**Provided text:**
.....

Bento filler and staple: Sweet stewed haricot, navy or white beans (Ingen no nimame)

nimame.jpg

Nimame (煮豆 にまめ), or stewed beans, are a standby item for bentos. They are usually rather sweet, though not dessert-level sweet, and serve the purpose of a hashi yasume or “chopstick rest” (see anatomy of a Japanese meal), a little something that contrasts in flavor and texture from the rest of the bento.

While it takes rather long to cook these, like most bean dishes, this is a terrific staple item. The beans keep for at least a week in the refrigerator, and freeze well in small batches too. Tuck in a spoonful in any bento for something a little sweet, a little salty, and good for you.

You can make nimame with any kind of dried beans, but here I’ve specified white or navy beans, or haricot beans, which are widely available and inexpensive. You could use cannellini beans instead.

You’ll notice that the only remotely exotic ingredient used here is soy sauce, so anyone can make this! Yes it’s still authentically Japanese. (It’s another one of my mom’s recipes.)

Recipe: Sweet stewed haricot, navy or white beans (Ingen no nimame)

  • 200 g / about 7 oz. or 2 U.S. cups of dry white or navy or haricot beans
  • 50g / about 1/4 cup raw cane sugar or sucanat; you can use white sugar or your preferred artificial sugar substitute here
  • 1/2 tsp. baking soda (重曹 じゅうそう juusou in Japanese)
  • About 1 Tbs. soy sauce
  • A drizzle of honey (optional)

Sort through the beans and take out any broken ones or small stones, etc. Rinse the beans and cover with plenty of water in a large pot or bowl. Leave for at least 4 hours or overnight.

Drain the soaking water away, and put the beans in a pot with fresh water to cover. Bring to a boil, then throw away the water. This gets rid of much of the surface scum on the beans. Rinse the beans again, and fill the pot with more fresh water. Add the baking soda to the water. (The baking soda helps to make the beans more tender, but you can omit it.)

If you’re cooking the beans conventionally, bring the beans to a boil, lower the heat, and cook for about 40 minutes to an hour until the beans are firm but tender. You can tell when they are tender by taking one out and eating it!

.....

**The tasks:**
1. Update the entries from the line containing "Every instance of the <item>lamp" through the line containing "139), (149, 147)]", inclusive, by changing "outline" to "contour" and keeping everything else the same, then give those lines.
2. Take the stewed bean recipe further, continuing from its last sentence.

.....

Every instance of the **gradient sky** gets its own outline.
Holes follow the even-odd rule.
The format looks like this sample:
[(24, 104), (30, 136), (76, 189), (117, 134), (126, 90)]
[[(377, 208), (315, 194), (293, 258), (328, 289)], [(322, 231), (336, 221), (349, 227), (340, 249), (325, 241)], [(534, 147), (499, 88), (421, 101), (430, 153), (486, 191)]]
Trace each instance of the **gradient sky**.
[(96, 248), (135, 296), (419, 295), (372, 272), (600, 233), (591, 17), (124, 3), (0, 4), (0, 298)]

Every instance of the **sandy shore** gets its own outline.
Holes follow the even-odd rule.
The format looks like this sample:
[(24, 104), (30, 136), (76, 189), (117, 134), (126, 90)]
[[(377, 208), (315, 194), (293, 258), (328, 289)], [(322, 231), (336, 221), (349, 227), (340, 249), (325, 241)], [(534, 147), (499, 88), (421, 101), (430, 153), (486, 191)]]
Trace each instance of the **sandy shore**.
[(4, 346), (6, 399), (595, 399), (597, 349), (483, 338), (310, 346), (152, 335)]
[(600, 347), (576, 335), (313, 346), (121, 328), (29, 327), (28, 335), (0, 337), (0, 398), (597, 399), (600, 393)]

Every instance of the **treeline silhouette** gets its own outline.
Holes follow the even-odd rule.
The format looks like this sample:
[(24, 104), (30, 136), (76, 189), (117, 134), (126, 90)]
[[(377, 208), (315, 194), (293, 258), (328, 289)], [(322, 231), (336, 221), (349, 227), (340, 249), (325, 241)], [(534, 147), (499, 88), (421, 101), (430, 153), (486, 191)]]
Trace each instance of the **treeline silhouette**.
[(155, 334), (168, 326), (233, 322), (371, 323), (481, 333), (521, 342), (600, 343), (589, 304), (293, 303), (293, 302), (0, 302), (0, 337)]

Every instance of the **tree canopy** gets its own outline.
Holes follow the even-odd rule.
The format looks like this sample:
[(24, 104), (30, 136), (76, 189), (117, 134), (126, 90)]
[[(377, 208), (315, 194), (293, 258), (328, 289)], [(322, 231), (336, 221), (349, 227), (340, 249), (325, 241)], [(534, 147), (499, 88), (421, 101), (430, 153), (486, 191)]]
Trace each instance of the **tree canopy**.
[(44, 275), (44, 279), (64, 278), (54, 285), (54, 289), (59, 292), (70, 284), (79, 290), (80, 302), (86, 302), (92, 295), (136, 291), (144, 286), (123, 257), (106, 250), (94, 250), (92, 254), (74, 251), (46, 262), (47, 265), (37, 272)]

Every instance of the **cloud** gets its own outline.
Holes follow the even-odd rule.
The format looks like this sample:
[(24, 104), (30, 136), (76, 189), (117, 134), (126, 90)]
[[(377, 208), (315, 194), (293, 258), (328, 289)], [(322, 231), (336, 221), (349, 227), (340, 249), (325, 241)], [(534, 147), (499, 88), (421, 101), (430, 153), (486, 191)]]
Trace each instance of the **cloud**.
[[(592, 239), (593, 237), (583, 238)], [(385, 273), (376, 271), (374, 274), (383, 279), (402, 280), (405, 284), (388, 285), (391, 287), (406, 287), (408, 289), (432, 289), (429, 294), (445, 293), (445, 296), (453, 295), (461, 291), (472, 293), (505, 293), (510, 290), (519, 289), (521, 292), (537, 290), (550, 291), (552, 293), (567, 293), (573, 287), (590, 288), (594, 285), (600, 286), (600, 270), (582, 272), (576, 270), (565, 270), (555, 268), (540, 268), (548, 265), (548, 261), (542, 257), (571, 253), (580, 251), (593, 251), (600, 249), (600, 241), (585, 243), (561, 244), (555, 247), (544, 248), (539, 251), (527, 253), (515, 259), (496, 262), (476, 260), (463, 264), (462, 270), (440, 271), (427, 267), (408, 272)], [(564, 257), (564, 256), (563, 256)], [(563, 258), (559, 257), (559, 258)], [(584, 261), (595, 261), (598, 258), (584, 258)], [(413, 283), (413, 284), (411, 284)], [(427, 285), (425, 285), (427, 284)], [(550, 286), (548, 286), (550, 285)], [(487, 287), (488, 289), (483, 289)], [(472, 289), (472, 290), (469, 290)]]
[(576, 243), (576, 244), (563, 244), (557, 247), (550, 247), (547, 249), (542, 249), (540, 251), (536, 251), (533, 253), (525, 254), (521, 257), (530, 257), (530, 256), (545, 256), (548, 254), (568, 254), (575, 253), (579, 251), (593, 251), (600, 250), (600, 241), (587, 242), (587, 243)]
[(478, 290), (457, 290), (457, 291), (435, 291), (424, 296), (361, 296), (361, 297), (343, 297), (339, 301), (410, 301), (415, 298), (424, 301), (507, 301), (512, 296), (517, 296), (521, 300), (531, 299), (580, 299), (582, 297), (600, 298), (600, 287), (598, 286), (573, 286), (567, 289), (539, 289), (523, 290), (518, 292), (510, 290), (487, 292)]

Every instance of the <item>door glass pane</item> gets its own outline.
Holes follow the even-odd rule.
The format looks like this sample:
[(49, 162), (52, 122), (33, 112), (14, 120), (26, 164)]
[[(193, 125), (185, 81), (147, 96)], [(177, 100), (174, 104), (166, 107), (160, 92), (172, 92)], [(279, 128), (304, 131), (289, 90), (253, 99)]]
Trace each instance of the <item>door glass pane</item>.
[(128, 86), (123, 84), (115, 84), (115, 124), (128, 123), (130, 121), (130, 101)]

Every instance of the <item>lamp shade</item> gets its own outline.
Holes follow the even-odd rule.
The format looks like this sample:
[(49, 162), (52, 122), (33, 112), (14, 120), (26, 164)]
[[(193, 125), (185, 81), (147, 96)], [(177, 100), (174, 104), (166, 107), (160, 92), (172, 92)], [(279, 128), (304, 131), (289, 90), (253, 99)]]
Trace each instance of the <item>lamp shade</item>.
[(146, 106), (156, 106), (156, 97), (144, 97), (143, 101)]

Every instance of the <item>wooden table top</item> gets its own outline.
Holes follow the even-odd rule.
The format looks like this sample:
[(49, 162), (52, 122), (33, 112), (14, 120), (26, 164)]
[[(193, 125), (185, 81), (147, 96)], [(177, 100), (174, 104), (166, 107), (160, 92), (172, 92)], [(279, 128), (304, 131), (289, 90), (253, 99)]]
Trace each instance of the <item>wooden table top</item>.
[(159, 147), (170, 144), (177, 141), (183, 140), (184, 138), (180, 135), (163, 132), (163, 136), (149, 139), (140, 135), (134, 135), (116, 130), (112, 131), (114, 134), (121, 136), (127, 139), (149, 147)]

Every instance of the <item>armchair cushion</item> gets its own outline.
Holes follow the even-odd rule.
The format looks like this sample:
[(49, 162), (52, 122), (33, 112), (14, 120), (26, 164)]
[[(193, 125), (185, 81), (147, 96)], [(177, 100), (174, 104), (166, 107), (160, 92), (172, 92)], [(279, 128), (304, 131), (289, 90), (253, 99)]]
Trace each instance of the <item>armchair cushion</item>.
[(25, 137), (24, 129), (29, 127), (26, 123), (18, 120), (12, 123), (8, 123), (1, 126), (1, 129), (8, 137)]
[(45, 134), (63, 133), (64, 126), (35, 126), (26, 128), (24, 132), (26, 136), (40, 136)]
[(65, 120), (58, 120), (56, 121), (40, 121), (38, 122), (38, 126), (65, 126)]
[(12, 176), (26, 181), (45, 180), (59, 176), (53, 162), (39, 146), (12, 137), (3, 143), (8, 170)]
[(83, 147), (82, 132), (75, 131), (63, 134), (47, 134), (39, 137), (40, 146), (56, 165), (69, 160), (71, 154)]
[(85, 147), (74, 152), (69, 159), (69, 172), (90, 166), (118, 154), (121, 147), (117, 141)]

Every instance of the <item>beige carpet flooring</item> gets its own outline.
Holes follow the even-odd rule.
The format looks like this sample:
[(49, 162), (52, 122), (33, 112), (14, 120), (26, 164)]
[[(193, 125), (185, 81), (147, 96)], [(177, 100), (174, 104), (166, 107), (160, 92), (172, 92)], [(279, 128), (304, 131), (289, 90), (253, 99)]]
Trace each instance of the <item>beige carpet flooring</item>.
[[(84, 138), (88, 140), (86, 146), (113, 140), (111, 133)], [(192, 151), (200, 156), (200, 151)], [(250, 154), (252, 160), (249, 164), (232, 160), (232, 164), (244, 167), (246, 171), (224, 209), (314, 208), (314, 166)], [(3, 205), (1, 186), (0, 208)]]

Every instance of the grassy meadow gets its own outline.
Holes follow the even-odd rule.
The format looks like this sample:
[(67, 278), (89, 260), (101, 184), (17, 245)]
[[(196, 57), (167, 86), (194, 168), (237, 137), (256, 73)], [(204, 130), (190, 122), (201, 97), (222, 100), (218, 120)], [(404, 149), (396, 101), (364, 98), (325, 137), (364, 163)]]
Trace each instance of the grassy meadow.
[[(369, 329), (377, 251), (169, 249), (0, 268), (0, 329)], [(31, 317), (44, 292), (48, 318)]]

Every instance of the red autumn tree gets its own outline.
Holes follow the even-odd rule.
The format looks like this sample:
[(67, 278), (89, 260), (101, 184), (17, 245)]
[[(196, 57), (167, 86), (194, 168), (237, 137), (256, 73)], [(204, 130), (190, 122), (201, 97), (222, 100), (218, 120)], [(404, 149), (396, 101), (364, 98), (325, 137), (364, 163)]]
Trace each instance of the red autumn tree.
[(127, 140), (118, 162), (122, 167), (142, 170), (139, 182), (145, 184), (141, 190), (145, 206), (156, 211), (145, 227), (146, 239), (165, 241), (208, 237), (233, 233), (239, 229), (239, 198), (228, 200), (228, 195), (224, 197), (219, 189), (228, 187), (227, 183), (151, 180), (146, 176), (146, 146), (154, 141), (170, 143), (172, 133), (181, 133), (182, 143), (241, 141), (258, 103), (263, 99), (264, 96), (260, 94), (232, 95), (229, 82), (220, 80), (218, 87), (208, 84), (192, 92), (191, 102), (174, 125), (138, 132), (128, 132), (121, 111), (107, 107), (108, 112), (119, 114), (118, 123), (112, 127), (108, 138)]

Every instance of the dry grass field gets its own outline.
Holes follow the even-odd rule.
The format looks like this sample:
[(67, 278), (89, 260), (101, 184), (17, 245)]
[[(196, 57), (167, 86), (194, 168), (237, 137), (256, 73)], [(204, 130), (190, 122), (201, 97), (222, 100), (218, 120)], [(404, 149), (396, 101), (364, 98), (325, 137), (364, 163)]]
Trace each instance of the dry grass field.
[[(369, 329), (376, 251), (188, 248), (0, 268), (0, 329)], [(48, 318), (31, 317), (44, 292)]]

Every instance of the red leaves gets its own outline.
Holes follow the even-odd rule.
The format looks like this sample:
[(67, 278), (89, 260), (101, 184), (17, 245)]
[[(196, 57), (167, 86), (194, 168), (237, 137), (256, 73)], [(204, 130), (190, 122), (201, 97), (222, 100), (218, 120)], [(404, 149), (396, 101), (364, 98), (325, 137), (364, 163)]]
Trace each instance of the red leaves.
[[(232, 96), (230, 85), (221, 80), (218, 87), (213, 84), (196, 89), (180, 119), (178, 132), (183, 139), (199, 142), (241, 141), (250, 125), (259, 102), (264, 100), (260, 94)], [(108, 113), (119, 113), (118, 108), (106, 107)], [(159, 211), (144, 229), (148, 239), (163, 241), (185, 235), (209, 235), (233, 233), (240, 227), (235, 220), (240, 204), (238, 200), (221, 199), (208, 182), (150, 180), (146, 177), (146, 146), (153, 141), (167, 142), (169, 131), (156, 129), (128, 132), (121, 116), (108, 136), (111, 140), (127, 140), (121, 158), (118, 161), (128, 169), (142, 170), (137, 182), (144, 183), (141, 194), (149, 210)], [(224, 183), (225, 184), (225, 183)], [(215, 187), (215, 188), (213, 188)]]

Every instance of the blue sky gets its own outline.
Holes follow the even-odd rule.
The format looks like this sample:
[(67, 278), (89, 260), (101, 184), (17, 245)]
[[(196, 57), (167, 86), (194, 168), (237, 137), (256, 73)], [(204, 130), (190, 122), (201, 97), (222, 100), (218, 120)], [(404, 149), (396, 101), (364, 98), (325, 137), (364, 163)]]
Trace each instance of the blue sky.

.....

**Responses per task:**
1.
Every instance of the <item>lamp shade</item> gets its own contour.
Holes follow the even-odd rule.
The format looks like this sample:
[(49, 162), (52, 122), (33, 112), (14, 120), (26, 164)]
[[(193, 125), (185, 81), (147, 96)], [(177, 100), (174, 104), (166, 107), (160, 92), (172, 92)], [(279, 128), (304, 131), (289, 90), (253, 99)]]
Trace each instance of the <item>lamp shade</item>.
[(146, 106), (156, 106), (156, 97), (144, 97), (143, 101)]

Every instance of the <item>wooden table top</item> gets its own contour.
Holes follow the even-odd rule.
The format looks like this sample:
[(49, 162), (52, 122), (33, 112), (14, 120), (26, 164)]
[[(193, 125), (185, 81), (147, 96)], [(177, 100), (174, 104), (166, 107), (160, 92), (172, 92)], [(279, 128), (304, 131), (289, 90), (253, 99)]]
Trace each instance of the <item>wooden table top</item>.
[(159, 147), (170, 144), (177, 141), (183, 140), (184, 138), (180, 135), (163, 132), (163, 136), (149, 139), (140, 135), (134, 135), (116, 130), (112, 131), (114, 134), (121, 136), (127, 139), (149, 147)]

2.
You can also use a crockpot or slow cooker in the same way, though it may take longer to cook.

If using a pressure cooker: Close the lid, and heat the pot until it’s up to pressure, then lower the heat and cook for about 5 minutes. Release the pressure until you can open the lid. (Follow the manufacturer’s instructions.)

Add the sugar to the pot, and simmer for about half an hour. This gives them that caramel color. Add the soy sauce and the honey, and simmer for an additional 10-15 minutes. (You can add these with the sugar if you want to save some steps, but the beans won’t be as shiny and burnished.)

Use a paper or aluminum foil otoshibuta

This is optional, but if you want really perfect beans, you’ll want to use a temporary “lid” made of a piece of parchment paper or aluminum foil, crumpled up to fit right on top of the beans in the pot, with holes poked in it, for the second stage of the cooking process (when you add the sugar) onwards. This is called an otoshibuta (落としぶた)and the rationale for using it is explained in this recipe for stewed eggplant.

Using undried fresh beans

If you can get a hold of undried fresh beans, you can use them instead of dried beans. You don’t need to soak them in advance. Here my mother is holding up a bunch of coco rouge, a type of fresh bean that is available in the markets in Provence from mid-summer to fall. (I believe they are borlotti beans or cranberry beans, or very close to them.) Yep, she really loves her beans, which is why she’s looking so happy! (Well that and the sun, weather, and whole vacation thing.)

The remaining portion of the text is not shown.